● **Work request**
Scan the following data for lines with "below" and state how many there are, as a number only.

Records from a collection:
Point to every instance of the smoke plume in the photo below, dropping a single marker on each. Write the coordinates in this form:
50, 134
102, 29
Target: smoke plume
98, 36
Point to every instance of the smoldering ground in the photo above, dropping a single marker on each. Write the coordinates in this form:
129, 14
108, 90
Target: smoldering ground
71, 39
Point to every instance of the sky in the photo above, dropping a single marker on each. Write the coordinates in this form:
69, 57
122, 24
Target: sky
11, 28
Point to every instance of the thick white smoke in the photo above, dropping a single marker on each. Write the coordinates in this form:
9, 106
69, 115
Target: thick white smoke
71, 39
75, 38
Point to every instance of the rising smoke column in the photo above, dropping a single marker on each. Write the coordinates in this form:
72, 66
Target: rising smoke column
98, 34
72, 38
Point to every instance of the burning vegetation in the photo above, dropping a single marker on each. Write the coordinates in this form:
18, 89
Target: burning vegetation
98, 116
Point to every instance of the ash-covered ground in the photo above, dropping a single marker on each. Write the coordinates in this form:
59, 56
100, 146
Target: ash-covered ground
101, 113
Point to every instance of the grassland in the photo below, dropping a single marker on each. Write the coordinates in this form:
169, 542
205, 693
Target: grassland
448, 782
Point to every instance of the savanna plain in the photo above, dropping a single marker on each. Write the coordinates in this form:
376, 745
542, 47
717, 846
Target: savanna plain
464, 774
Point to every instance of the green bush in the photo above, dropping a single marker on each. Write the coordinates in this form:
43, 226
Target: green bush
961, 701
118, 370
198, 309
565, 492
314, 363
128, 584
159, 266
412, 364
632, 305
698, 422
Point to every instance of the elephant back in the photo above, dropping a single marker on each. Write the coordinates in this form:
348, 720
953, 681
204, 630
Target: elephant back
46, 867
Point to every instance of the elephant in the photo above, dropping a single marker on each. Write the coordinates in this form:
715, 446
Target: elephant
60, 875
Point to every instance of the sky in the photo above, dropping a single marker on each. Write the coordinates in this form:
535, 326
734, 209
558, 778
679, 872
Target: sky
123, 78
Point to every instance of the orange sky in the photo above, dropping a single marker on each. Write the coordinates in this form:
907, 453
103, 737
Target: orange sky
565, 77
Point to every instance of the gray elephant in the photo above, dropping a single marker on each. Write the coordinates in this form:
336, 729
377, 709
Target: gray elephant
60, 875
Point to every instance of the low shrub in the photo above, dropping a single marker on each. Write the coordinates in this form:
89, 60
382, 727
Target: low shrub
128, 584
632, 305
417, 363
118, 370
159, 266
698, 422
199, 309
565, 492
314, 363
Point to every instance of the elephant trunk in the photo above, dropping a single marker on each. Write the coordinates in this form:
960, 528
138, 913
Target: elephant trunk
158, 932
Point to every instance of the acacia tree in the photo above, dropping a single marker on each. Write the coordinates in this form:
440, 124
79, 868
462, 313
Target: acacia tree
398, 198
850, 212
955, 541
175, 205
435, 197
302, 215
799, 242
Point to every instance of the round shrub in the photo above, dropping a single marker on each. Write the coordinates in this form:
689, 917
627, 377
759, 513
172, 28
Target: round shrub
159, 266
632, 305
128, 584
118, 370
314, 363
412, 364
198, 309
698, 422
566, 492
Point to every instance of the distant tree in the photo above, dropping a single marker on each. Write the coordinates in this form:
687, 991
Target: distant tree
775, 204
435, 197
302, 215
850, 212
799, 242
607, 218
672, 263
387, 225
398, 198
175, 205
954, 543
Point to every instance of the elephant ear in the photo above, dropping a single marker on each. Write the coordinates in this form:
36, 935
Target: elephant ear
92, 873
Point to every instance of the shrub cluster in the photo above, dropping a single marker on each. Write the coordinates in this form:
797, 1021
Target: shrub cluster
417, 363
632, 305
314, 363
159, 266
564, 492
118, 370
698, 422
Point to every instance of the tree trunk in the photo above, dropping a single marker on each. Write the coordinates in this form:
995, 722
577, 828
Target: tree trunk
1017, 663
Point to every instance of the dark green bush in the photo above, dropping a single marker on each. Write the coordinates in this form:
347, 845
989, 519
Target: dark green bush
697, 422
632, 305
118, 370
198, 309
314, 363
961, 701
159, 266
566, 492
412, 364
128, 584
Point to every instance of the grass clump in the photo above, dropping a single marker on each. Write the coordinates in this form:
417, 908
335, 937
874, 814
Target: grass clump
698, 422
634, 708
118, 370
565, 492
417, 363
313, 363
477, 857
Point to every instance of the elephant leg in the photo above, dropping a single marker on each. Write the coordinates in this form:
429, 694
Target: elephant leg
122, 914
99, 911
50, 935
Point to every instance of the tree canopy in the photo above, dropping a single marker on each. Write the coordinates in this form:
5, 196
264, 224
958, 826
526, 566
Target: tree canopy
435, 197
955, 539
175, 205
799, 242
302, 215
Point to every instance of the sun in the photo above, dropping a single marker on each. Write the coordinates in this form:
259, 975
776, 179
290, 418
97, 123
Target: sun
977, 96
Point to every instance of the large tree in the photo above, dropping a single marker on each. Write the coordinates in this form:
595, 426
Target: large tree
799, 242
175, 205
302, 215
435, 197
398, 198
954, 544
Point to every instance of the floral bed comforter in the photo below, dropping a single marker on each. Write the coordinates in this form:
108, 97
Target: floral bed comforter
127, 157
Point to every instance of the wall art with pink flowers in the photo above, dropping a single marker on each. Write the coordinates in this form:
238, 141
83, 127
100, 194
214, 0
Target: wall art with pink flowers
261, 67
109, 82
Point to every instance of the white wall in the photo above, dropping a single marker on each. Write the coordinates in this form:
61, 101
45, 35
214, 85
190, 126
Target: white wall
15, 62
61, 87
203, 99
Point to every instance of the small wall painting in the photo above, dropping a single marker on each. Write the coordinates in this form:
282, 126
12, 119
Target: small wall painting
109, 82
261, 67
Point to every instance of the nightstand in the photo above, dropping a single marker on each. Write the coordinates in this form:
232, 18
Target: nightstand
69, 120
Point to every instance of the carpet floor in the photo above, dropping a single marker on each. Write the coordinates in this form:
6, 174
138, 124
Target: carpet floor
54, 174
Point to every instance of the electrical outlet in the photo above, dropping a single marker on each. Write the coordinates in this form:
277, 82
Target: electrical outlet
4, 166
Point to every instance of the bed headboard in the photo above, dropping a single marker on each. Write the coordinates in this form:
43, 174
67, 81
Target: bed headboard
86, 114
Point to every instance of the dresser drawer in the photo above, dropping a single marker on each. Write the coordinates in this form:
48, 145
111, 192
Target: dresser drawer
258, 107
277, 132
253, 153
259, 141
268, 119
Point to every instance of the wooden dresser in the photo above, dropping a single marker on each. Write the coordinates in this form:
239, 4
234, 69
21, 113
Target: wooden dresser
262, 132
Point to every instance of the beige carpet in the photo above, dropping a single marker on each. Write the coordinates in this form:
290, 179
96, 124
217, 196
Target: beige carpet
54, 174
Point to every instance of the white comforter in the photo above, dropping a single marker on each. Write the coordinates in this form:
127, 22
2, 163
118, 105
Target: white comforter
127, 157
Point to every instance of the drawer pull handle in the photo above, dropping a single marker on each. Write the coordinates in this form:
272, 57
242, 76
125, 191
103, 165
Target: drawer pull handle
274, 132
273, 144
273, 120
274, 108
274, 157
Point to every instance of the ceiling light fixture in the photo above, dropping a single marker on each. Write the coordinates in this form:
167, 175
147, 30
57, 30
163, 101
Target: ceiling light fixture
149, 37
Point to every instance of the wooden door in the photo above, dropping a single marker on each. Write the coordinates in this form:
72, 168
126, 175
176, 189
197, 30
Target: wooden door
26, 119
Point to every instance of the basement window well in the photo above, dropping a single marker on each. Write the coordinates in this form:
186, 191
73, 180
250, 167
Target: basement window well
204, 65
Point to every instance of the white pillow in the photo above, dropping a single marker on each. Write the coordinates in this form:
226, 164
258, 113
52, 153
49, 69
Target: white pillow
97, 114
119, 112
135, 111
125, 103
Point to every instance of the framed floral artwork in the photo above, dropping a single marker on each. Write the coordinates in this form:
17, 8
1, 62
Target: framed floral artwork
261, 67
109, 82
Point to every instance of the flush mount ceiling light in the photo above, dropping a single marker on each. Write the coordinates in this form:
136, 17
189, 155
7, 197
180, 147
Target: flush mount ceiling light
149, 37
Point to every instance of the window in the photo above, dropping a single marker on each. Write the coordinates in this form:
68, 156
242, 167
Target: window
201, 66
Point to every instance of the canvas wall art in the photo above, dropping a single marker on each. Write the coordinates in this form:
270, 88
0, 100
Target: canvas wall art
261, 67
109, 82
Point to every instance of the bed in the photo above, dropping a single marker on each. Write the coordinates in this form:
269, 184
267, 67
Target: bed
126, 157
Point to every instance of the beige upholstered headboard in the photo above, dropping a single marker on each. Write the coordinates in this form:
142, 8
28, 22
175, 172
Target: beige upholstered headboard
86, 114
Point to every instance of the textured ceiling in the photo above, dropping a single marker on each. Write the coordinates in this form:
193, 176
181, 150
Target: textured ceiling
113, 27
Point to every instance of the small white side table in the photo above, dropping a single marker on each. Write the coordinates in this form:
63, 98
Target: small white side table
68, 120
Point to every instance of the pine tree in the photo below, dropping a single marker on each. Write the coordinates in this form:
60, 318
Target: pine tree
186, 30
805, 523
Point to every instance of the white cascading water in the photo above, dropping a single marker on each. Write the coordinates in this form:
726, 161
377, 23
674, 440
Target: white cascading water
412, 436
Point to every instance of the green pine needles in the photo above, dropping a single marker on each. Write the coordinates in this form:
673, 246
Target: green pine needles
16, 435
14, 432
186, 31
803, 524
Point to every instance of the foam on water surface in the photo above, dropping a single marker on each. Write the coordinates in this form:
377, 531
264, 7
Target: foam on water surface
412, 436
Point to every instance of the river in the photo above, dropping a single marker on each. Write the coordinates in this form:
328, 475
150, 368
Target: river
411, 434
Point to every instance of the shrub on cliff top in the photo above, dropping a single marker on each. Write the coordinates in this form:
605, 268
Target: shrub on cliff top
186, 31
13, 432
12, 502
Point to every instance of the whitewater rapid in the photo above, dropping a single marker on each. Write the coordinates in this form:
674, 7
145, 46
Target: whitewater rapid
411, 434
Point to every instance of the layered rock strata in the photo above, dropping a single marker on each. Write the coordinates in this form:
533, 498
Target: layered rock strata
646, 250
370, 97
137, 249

● **Exercise result**
4